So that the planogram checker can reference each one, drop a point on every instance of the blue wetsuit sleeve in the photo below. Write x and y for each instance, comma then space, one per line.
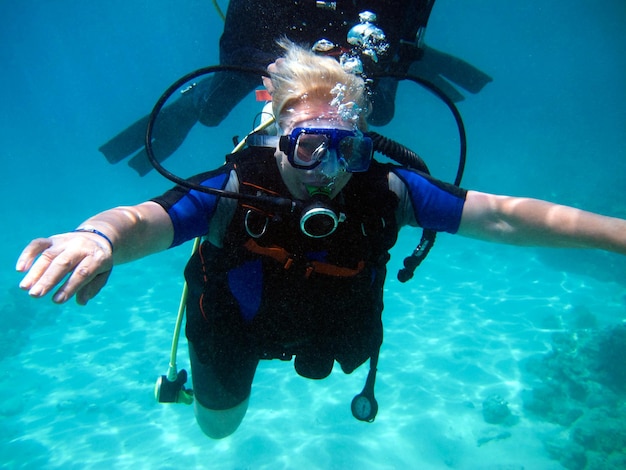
191, 210
436, 205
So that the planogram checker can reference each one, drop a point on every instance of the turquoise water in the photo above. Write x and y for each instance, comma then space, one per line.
76, 383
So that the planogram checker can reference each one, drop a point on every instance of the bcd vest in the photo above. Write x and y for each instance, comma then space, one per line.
287, 294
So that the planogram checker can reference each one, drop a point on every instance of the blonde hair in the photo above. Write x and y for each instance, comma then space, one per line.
302, 74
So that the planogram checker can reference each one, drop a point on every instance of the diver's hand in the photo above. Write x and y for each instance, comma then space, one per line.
83, 256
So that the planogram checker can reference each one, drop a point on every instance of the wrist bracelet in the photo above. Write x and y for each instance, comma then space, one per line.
97, 232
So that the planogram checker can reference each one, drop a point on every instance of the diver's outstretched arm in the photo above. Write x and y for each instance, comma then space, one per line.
532, 222
112, 237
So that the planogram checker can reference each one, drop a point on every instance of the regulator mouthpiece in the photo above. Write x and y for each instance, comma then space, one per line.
318, 219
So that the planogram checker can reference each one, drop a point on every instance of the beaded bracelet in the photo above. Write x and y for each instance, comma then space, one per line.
97, 232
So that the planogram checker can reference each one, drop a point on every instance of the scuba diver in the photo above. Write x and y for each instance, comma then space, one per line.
296, 230
251, 30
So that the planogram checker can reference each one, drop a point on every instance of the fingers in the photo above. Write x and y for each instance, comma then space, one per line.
82, 258
30, 253
91, 289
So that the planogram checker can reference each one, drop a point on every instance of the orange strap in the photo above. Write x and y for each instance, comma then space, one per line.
286, 259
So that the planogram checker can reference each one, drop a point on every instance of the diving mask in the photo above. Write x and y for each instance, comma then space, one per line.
307, 147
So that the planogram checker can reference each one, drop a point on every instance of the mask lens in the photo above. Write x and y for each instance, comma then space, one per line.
310, 149
307, 147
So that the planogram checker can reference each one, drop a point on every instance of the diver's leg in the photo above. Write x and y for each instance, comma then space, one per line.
222, 381
218, 424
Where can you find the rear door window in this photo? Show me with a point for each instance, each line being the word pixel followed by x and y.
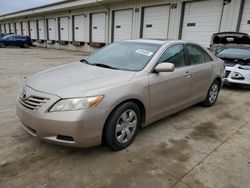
pixel 174 54
pixel 197 55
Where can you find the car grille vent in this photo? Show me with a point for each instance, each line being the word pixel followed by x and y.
pixel 227 73
pixel 33 102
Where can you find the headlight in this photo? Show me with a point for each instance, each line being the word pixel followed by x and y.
pixel 237 76
pixel 76 104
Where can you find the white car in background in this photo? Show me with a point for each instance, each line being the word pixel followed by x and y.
pixel 234 49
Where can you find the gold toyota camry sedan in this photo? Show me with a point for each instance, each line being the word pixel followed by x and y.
pixel 127 85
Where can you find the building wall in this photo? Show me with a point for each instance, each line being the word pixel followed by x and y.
pixel 229 20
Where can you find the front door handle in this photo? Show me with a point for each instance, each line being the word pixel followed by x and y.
pixel 187 74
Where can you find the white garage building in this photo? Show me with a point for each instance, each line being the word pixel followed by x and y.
pixel 87 24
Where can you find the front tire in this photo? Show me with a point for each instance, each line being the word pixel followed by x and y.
pixel 122 126
pixel 212 94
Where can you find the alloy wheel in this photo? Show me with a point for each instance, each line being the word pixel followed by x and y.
pixel 126 126
pixel 213 93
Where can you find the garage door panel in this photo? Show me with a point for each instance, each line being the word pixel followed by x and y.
pixel 2 28
pixel 64 29
pixel 25 28
pixel 79 22
pixel 18 28
pixel 51 29
pixel 202 19
pixel 7 28
pixel 41 29
pixel 245 21
pixel 12 28
pixel 155 22
pixel 123 20
pixel 33 30
pixel 98 30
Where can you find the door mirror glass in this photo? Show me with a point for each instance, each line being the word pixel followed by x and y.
pixel 165 67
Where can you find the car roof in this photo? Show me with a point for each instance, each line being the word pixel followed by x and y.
pixel 154 41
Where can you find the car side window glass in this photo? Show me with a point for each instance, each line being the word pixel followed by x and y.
pixel 174 54
pixel 197 55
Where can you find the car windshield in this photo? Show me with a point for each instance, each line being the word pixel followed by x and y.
pixel 131 56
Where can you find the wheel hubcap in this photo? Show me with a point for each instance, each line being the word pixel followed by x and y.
pixel 126 126
pixel 213 93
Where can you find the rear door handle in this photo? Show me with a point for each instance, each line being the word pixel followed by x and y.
pixel 187 74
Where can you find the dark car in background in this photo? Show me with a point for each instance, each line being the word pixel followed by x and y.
pixel 234 49
pixel 15 40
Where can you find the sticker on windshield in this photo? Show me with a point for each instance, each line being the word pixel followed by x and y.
pixel 144 52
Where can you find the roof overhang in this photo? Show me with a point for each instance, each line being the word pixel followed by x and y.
pixel 55 7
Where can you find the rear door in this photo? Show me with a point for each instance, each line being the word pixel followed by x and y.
pixel 201 70
pixel 170 91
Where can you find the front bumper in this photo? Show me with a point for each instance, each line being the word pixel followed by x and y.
pixel 72 128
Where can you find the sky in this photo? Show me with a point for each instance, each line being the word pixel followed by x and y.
pixel 8 6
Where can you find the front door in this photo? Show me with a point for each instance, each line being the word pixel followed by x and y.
pixel 169 91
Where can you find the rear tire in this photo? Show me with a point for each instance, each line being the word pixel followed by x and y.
pixel 212 94
pixel 122 126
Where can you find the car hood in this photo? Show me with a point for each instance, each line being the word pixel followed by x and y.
pixel 77 79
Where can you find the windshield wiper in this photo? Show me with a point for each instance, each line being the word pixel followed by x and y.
pixel 84 61
pixel 103 65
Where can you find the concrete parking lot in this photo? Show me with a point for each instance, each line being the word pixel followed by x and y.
pixel 198 147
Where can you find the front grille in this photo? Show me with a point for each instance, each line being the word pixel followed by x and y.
pixel 33 102
pixel 227 74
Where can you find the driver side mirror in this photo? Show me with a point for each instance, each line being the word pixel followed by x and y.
pixel 165 67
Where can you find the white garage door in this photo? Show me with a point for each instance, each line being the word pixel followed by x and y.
pixel 33 30
pixel 7 28
pixel 18 28
pixel 2 28
pixel 25 28
pixel 51 29
pixel 245 21
pixel 123 20
pixel 201 20
pixel 79 28
pixel 12 28
pixel 41 30
pixel 64 28
pixel 98 30
pixel 155 22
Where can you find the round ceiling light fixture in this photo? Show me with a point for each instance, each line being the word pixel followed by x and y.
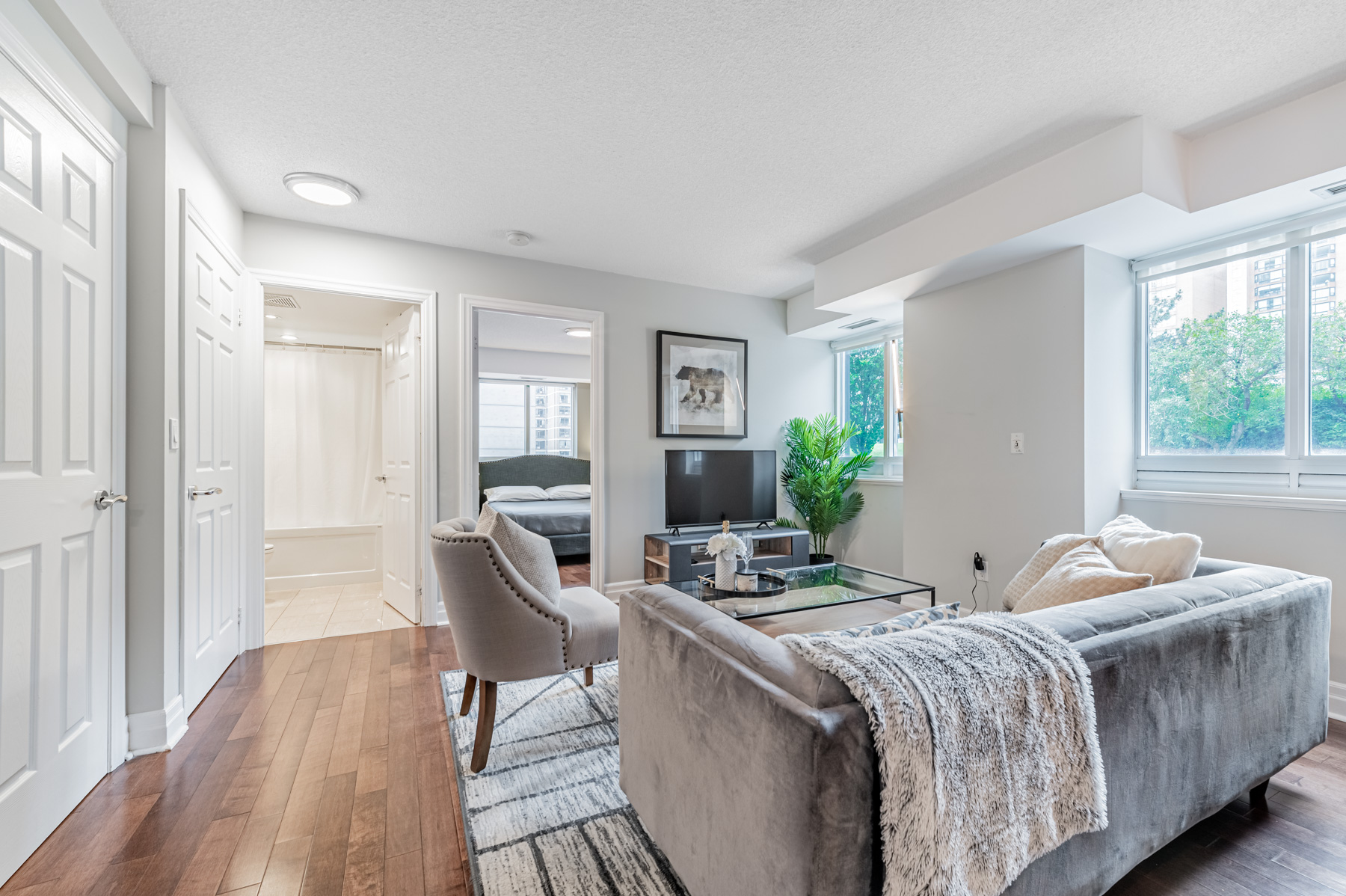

-.-.-

What to produce: First drop every picture, then print the data above exactly as it stands.

Answer below:
So that the planogram checker can reference each one, drop a point on every instance of the blue wetsuit sleeve in the photo below. Write x and y for each instance, comma then space, one per line.
191, 210
436, 205
So that the planogram checker can reference each one, drop a point on every instance of the turquoise water in the photo above. Write x and y for each instance, comma then space, one per line.
76, 383
So that the planogram checker can reference each one, drop a point on every instance of the bcd vest in the photo above. Write x and y for each instance, comma then space, one per line.
287, 294
So that the planogram checker can reference each one, drop a point on every instance of the blonde hair in the photo above. Write x and y for each instance, comma then space, one per line.
302, 74
So that the planogram checker can reference each one, drop a point on every instance of the diver's hand in the photo above. Write x and y for each instance, comma then space, one per line.
83, 256
So that the planogram checker can reference each one, drop a point on every instance of the wrist bracelet in the photo above. Write x and y for each instance, comma then space, one per line.
97, 232
So that the planogram checker can reference each one, drop a point on every instance of the diver's outstretched arm in the photo above. Write x and y for each instance, comma then space, one per line.
532, 222
112, 237
So that the planogram checker can reference each one, drop a point on every instance of the regulator mouthpiece in the photo above. Write x and y for each instance, comma then space, one per line.
318, 219
So that the planogram checker can reference each one, drop a point on every instance of the beaded bracelet in the photo above. Write x and y for each instance, comma then space, one per line.
97, 232
So that the planogram checker can reference each one, drop a point on every instance of the scuba diver in the photo above. Write x and y for each instance, comma then space, one per line.
296, 230
251, 30
So that the planogram checker can reference each one, drop a point on every instance of the fingers in the photo above. Write x and y for each instance, comma then space, one per line.
82, 258
30, 253
91, 289
So that the planogram checker can reference each one, drop a point on every instance of the orange strap in the photo above. Write x and y for each instance, comma then space, one per line.
286, 259
So that the planogram checker can reference each one, drop a point on every instance of the diving mask in the photo above. Write x and y for each instance, comma then space, one per line.
307, 147
So that the planogram checker can reference each one, drop a point on every instance of the mask lens in the photo above. Write x and y for each instance, comma then space, one per line.
310, 149
307, 147
So that the planogram checker can reference each one, drop a point on every instance of the diver's leg in the photo above. Write x and y for each instance, comma then space, one per line.
222, 381
218, 424
Where can you find the rear door window in this photo? Show me with a point for each instance, each line being the word pixel followed by x and y.
pixel 174 54
pixel 197 55
Where can you find the car grille vent in this photo? Show me with a point for each instance, each line being the word pixel followed by x and y.
pixel 227 73
pixel 33 102
Where can you find the headlight in this photo? Show me with a point for each instance, each line being the word pixel followed by x and y.
pixel 237 76
pixel 76 104
Where can you find the white car in background in this photo? Show me with a point for each instance, each line being the word pixel followed by x and y.
pixel 234 49
Where can you find the gold toyota camry sedan in this photo? Show me with a point for each instance, each line being the word pixel followed by x and y.
pixel 127 85
Where can you find the building wall in this photo? Show me with a point for each instance, each line being the word pixel followed by x and y.
pixel 229 20
Where can you find the front door handle in this photo? Show me with a point for each instance, each line being the word pixel followed by x and y.
pixel 187 74
Where can you find the white garage building in this photo? Show me with a point for each instance, each line being the word pixel followed by x and y.
pixel 87 24
Where can you find the front tire in this photo? Show me with a point for each instance, each line being the word pixel followed by x and y.
pixel 122 126
pixel 212 94
Where can you find the alloy wheel in this photo? Show me with a point for each instance, each line being the word pixel followed by x and y.
pixel 126 126
pixel 213 93
Where can you find the garage door panel in this photo? Show me with a point for each instance, each line being the word pixel followed by x and y.
pixel 2 28
pixel 64 29
pixel 25 28
pixel 79 22
pixel 18 28
pixel 51 29
pixel 202 19
pixel 7 28
pixel 41 29
pixel 245 21
pixel 12 28
pixel 155 22
pixel 123 20
pixel 33 30
pixel 98 30
Where can you find the door mirror glass in this photo? Show me with a point for each instance, each line being the word pixel followed by x and y.
pixel 165 67
Where can you find the car roof in this photo? Show me with a point for each instance, each line being the word pixel followed by x and y.
pixel 154 41
Where can you find the car side window glass in this photo? Show me with a point for each instance, each line being the word pixel followed by x and y.
pixel 174 54
pixel 197 55
Where can you find the car windshield in this photo? Show me with a point for each instance, each line being the word pixel followed by x and y.
pixel 131 56
Where can you find the wheel hubcap in this photo? Show me with a point for each instance, each line being the word pixel followed by x and y.
pixel 126 126
pixel 213 93
Where can you find the rear door handle in this photo? Show me with a point for each instance, each line being the word pixel followed by x and y.
pixel 187 74
Where can you find the dark car in background in this photo? Show me with a point for each instance, each line being the word pixel followed by x and y.
pixel 234 49
pixel 15 40
Where can you find the sticker on windshield in this photo? Show me with a point for each instance, each line being the word pixel followed by x and y.
pixel 144 52
Where can you find the roof overhang in this photo? Show me with a point for each instance, each line being the word pixel followed by x and y.
pixel 55 7
Where can you find the rear door in this photo? Show me with a point for each instance, each line being the word pixel followed by x and y.
pixel 201 70
pixel 170 91
Where can you find the front bumper in this photo? Show me with a point for each instance, each line being the word pixel followed by x and y.
pixel 72 128
Where can you find the sky in this photo? Show me with a point for each instance, each line being the word pixel followed by x and y.
pixel 8 6
Where can you find the front door in this photo? Show me with a point for each instance, each line being the word pixel followed by x and y.
pixel 169 91
Where can you find the rear tire in this photo? Show me with a point for each instance, each line being the word pixel followed by x and y.
pixel 212 94
pixel 122 126
Where can you find the car hood in this photo? Show me with a point for each instance, each line being the word pixel followed by x and y.
pixel 77 79
Where can you find the windshield wiper in this photo? Show me with a point for each instance, each line being the word pixel followed by x and y.
pixel 84 61
pixel 103 65
Where can you find the concrete parking lot in this photo? Show me with a point for each instance, each line being the word pixel followed by x and y.
pixel 198 147
Where can you find the front grille in this photo? Show me with a point for each instance, each line being the word pixel followed by x and y.
pixel 33 102
pixel 227 74
Where can you find the driver side mirror in this photo? Show me with a point for each instance, each line being the word pixel followed by x and y.
pixel 165 67
Where can you find the white garage door in this photo? Show me with a point for each instance, each line being the word pixel followed by x and y.
pixel 33 30
pixel 7 28
pixel 18 28
pixel 2 28
pixel 25 28
pixel 51 29
pixel 245 21
pixel 123 20
pixel 201 20
pixel 79 28
pixel 12 28
pixel 41 30
pixel 64 28
pixel 98 30
pixel 155 22
Where can you find the round ceiling light fixture in this photo? Show me with a point for each instance, each line being the word pixel followed by x and y.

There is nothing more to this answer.